■ **EXERCISE PROMPT**
A word-for-word copy of the entries below is required.

■ **Region pointing data**

────────

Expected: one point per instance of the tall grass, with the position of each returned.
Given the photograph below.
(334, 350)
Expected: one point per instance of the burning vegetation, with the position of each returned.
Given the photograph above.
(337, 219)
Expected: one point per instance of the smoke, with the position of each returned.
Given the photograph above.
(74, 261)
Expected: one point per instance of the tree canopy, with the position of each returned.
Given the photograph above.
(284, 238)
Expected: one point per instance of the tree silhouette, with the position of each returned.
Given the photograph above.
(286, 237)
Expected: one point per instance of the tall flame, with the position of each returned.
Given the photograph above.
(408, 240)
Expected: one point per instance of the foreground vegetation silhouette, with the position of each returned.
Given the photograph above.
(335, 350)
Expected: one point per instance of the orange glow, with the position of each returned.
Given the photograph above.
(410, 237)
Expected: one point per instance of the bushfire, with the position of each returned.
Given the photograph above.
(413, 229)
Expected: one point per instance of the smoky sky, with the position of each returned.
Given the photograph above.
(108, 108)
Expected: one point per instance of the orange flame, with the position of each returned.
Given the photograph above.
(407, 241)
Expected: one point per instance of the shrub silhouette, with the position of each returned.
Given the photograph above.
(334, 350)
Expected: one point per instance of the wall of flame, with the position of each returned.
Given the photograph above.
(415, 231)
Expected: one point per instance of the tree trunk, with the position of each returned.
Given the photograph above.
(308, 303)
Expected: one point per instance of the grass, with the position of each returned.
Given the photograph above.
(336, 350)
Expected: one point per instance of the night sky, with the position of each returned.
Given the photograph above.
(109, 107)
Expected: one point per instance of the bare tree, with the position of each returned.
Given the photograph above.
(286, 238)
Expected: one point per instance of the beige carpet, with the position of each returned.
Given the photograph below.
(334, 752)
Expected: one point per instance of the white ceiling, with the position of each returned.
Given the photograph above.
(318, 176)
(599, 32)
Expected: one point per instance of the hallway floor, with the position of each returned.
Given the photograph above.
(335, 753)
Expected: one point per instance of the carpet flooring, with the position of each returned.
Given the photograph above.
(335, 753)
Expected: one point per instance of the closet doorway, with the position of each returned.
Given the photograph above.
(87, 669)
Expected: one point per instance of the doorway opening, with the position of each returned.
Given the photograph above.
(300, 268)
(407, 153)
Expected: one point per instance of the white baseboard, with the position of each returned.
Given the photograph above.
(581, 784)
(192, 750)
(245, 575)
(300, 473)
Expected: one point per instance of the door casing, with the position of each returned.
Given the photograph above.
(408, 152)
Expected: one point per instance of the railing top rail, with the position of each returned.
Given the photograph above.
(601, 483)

────────

■ **TASK OUTPUT**
Expected: one point per instance of the tall grass, with the position of each returned.
Given the photograph below.
(334, 350)
Expected: one point per instance of the burning vegetation, with the position of each returned.
Given the photograph above.
(337, 219)
Expected: one point per instance of the smoke, with the position of each returned.
Given the photograph above.
(74, 261)
Expected: one point per instance of the tree canopy, with the position of each returned.
Given the photograph above.
(284, 238)
Expected: one point per instance of the tree silhouette, with the position of each returned.
Given the photograph above.
(286, 237)
Expected: one point per instance of the tall flame, with the position of each returned.
Given the photograph above.
(408, 240)
Expected: one point per instance of the foreground vegetation silhouette, with the position of each returned.
Given the photograph above.
(335, 350)
Expected: one point per instance of the orange glow, with the position of each returned.
Given the photograph above.
(410, 237)
Expected: one point per instance of the bushfire, with the position of each returned.
Given the photograph above.
(413, 229)
Expected: one point per instance of the smoky sky, with the position of each returned.
Given the photograph above.
(108, 108)
Expected: one point per instance of the orange flame, with the position of each returned.
Given the photograph above.
(407, 241)
Expected: one point per instance of the shrub silhouette, with the position of each returned.
Given the photograph above.
(334, 350)
Expected: one point per instance of the wall of flame, with the position of each returned.
Given the photograph above.
(415, 231)
Expected: one point per instance of the tree trunk, with the position of each returned.
Given the photograph above.
(308, 303)
Expected: one point per instance of the grass, with the position of each returned.
Given the photograph above.
(336, 350)
Expected: one point per instance of the night sky, with the position of each returned.
Given the photograph above.
(109, 107)
Expected: one point per instance of the bare tree, with the position of each returned.
Given the photograph above.
(286, 238)
Expected: one point per instance of the beige carpet, with the position of each returned.
Given the photograph below.
(334, 752)
Expected: one point per instance of the white ceiling, with the position of each returned.
Given the photograph above.
(318, 176)
(599, 32)
Expected: one point per instance of the hallway floor, with the position of each returned.
Given the photograph above.
(335, 753)
Expected: one point per instance of the carpet flooring, with the position of each returned.
Given the photograph above.
(335, 753)
Expected: one point per instance of the closet doorway, with the position of each returned.
Given the photograph above.
(87, 669)
Expected: one point per instance of the doorway opening, with the position of each returned.
Given the photograph above.
(300, 268)
(407, 153)
Expected: one point per instance of the white baseboard, with the position of each returned.
Given the photograph above.
(581, 784)
(192, 750)
(245, 575)
(300, 473)
Expected: one point per instance of the door casing, with the position of each returned.
Given the photograph above.
(408, 152)
Expected: one point per instance of the railing top rail, with the position of each returned.
Given the photograph above.
(601, 483)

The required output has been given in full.